:: Problem ::
Locate each line in the records below that contains the word "blue", with matching case, and copy those lines.

:: Records on pointing to objects, dataset excerpts ::
---*---

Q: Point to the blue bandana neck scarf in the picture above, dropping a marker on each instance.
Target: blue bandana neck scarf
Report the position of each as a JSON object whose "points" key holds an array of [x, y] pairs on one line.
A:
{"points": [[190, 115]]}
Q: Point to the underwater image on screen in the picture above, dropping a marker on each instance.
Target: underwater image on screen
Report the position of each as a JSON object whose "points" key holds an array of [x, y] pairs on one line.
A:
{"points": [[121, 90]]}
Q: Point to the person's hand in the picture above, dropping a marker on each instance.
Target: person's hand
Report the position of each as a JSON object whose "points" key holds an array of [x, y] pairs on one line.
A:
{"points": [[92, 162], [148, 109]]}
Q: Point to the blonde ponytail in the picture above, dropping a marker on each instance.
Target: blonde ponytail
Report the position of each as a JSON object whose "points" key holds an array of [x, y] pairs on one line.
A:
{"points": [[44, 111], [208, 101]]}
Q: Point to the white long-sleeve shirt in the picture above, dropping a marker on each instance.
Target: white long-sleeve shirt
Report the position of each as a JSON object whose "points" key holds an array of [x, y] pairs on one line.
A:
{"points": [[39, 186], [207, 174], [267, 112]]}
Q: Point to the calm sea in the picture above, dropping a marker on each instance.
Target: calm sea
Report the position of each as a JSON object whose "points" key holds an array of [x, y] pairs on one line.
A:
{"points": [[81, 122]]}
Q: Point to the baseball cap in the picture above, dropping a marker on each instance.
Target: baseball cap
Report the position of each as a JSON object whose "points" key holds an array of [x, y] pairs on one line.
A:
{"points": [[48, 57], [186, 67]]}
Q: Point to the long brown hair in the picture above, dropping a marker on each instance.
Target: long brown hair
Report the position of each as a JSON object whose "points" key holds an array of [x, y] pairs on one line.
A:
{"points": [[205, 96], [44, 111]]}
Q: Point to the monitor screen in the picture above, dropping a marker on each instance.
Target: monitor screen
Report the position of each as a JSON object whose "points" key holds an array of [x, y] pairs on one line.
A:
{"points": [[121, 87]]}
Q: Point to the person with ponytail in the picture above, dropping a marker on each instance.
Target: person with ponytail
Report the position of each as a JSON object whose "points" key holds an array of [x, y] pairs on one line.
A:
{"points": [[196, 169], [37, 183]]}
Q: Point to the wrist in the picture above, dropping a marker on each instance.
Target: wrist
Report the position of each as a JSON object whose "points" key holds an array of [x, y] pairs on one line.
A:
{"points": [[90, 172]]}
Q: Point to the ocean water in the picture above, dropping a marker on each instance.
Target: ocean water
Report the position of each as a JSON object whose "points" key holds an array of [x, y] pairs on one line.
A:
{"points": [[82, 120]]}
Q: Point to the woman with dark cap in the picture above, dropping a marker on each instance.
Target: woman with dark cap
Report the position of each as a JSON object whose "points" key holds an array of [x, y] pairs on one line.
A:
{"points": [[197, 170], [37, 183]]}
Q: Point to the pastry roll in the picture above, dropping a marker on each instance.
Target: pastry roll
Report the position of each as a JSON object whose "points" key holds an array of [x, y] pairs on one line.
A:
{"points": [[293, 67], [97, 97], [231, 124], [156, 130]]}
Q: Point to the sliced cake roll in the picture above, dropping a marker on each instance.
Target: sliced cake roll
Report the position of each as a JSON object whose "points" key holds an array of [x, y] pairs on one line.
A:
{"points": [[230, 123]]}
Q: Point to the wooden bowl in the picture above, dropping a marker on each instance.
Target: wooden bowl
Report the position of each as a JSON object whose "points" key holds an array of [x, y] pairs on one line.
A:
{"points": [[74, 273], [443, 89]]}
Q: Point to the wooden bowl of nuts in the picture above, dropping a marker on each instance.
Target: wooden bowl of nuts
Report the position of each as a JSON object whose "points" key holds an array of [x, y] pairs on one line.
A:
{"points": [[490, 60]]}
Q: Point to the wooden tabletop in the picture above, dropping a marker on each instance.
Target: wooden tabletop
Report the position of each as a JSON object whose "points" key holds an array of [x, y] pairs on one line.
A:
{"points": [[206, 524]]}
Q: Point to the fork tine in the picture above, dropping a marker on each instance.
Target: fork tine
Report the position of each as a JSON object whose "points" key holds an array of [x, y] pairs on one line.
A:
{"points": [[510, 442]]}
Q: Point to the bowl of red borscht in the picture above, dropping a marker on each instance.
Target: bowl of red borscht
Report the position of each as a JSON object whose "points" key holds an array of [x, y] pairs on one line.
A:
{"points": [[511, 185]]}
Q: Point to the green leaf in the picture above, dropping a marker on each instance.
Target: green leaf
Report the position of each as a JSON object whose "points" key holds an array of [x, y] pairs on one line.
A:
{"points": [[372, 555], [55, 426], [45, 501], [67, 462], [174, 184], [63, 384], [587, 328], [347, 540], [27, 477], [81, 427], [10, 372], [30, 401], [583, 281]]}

---*---

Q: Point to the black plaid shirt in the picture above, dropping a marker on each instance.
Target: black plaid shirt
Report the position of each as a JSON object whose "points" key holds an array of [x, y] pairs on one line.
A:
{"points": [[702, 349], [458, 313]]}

---*---

:: Solution ::
Q: Point to the blue bandana neck scarf in the picture above, dropping a marker on each instance.
Target: blue bandana neck scarf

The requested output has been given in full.